Given exercise: Could you write out again every entry line from the line with "Reviewer note: check that each instance of the blue sky" through the line with "[[213, 52]]", shifting each keypoint coordinate in the answers up by 98? Leave every other number on those lines unchanged.

Dataset records:
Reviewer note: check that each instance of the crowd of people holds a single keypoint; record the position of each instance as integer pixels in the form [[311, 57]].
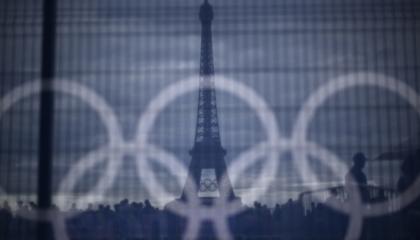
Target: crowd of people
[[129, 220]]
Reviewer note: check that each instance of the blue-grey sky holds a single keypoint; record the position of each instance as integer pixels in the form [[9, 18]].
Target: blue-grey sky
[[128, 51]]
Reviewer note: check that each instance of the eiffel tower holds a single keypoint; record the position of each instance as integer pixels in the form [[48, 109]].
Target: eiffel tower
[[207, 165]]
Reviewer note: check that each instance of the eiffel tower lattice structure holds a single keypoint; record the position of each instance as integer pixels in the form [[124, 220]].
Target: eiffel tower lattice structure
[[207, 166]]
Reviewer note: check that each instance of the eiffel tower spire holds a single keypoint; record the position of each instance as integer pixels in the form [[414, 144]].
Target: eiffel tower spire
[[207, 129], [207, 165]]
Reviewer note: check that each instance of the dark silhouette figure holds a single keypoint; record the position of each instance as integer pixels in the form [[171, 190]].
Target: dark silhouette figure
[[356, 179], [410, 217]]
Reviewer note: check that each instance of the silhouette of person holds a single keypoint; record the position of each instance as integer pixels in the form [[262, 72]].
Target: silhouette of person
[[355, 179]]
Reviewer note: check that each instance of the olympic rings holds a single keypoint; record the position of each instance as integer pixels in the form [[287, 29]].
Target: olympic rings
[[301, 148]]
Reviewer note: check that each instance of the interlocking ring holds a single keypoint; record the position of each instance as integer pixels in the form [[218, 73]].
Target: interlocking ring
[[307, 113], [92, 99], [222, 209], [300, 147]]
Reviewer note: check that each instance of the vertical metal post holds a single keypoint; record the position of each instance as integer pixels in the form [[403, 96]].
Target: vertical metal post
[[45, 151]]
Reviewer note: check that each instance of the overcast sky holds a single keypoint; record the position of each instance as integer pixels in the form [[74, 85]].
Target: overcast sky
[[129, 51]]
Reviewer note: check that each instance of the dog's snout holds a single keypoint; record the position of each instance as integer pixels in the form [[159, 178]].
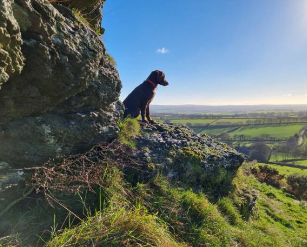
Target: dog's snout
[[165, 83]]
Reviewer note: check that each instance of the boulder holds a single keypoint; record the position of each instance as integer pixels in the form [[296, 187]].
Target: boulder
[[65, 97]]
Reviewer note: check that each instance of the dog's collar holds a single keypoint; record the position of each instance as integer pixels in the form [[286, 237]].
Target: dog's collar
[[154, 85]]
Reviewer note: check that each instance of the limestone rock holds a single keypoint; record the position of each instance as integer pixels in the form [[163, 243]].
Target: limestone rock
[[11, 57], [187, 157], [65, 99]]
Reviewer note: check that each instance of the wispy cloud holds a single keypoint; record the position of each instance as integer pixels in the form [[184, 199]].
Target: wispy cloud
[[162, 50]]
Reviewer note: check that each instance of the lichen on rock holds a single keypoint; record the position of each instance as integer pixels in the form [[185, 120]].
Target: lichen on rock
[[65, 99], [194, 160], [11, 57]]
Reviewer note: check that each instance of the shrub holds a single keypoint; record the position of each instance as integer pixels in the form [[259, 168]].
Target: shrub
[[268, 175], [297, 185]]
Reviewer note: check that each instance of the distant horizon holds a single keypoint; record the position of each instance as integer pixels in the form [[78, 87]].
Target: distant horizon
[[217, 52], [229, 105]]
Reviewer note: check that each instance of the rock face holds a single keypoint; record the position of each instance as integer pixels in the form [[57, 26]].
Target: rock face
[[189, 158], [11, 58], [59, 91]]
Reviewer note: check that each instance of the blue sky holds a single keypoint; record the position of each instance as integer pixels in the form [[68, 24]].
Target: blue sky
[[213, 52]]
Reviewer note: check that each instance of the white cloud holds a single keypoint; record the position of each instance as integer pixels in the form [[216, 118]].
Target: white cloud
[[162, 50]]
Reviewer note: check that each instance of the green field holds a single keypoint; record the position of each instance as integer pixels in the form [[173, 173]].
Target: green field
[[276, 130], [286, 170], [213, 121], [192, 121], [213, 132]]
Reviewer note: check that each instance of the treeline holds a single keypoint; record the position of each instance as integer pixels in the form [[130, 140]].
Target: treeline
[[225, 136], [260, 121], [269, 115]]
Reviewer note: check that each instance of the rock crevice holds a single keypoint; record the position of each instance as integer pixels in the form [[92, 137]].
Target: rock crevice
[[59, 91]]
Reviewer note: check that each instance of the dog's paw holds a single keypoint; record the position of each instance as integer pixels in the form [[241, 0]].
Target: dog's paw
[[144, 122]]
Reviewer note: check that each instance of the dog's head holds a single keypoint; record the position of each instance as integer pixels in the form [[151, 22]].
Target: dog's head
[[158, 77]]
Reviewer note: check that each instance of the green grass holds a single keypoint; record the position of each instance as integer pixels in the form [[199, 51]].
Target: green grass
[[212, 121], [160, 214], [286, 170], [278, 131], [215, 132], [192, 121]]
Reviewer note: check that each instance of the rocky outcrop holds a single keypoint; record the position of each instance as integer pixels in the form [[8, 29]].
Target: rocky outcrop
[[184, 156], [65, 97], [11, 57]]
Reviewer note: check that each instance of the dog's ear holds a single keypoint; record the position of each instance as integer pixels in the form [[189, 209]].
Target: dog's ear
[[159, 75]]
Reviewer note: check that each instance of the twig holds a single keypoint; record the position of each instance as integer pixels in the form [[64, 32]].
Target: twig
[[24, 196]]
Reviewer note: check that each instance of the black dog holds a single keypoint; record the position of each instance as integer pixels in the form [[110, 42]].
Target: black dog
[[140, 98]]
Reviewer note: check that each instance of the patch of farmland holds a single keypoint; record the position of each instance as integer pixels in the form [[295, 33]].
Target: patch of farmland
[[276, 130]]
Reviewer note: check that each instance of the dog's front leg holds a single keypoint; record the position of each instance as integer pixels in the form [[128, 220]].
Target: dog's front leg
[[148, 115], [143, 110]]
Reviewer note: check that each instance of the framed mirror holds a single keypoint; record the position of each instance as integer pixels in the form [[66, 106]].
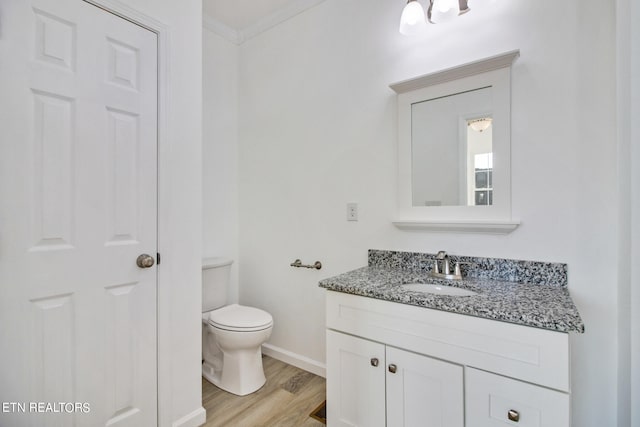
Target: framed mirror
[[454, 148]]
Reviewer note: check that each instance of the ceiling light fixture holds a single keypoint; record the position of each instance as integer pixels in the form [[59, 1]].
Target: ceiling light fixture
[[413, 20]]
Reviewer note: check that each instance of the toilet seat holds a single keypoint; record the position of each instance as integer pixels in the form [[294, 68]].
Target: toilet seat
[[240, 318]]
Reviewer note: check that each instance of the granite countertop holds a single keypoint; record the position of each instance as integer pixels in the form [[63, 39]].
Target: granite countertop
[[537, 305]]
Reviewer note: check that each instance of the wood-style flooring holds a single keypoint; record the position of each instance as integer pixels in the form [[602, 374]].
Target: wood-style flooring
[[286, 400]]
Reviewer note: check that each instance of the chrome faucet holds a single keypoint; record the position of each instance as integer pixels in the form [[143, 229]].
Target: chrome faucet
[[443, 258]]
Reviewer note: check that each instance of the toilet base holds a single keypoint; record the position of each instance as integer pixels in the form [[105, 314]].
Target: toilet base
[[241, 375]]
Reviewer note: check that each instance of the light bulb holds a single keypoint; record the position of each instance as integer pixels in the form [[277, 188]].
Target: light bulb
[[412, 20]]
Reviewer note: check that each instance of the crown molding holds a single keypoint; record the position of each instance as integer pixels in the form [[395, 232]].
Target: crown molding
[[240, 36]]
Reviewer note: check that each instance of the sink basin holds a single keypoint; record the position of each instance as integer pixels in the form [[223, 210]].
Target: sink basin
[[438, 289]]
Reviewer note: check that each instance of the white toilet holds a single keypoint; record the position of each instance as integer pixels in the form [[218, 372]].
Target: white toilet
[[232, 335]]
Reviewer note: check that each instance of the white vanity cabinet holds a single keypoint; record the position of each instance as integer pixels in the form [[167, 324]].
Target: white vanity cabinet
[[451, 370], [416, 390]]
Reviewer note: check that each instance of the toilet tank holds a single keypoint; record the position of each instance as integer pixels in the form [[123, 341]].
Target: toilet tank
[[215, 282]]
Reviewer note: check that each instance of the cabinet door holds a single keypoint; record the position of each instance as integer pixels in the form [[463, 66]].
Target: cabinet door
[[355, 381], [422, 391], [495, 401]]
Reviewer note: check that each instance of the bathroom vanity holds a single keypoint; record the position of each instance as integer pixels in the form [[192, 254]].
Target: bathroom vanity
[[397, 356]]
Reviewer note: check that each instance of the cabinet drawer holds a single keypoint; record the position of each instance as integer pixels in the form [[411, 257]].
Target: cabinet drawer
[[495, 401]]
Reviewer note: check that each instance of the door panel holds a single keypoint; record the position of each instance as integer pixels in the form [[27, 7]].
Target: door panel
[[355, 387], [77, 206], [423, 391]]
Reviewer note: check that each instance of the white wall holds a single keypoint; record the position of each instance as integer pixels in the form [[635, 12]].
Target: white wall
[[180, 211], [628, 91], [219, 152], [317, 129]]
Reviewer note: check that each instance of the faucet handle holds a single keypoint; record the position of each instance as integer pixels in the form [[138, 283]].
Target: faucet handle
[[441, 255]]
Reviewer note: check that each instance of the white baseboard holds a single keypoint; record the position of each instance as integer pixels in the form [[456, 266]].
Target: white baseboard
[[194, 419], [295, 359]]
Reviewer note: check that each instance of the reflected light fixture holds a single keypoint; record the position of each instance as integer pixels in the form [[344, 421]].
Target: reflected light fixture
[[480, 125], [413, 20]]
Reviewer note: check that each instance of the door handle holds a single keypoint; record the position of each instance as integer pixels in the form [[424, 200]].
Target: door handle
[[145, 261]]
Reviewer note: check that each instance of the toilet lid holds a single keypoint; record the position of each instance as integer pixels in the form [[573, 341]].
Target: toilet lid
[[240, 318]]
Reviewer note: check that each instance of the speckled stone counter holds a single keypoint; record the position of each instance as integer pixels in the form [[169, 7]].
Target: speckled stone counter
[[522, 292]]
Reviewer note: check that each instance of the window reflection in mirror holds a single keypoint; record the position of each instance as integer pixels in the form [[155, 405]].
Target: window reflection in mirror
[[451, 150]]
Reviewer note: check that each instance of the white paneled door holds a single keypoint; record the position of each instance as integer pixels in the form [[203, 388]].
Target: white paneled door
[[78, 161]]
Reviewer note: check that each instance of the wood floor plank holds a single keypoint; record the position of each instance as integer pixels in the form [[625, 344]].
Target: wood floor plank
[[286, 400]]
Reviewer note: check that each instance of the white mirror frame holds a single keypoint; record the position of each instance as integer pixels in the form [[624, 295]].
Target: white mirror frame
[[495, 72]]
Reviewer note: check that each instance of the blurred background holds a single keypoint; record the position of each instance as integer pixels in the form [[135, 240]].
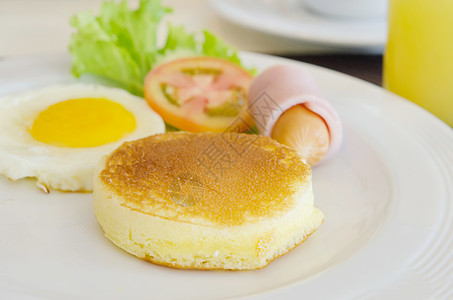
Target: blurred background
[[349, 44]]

Finished answer:
Reviewer note: check that each instance of the blue sky holds a single keypoint; record the position of each instance as integer pixels in the form [[68, 24]].
Target: blue sky
[[311, 150]]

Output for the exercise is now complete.